--- Task objective ---
Please copy every one of the items below line for line, without changing anything.

--- Data records ---
┏━━
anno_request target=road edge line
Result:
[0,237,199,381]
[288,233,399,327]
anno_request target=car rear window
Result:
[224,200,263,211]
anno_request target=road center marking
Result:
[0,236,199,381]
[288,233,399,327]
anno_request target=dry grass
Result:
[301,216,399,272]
┗━━
--- Exercise solution ---
anno_request target=road edge line
Result:
[0,237,199,381]
[288,233,399,327]
anno_request target=car rear window
Result:
[224,200,263,211]
anno_request target=road center marking
Result:
[0,236,199,381]
[288,233,399,327]
anno_request target=dry grass
Result:
[301,216,399,272]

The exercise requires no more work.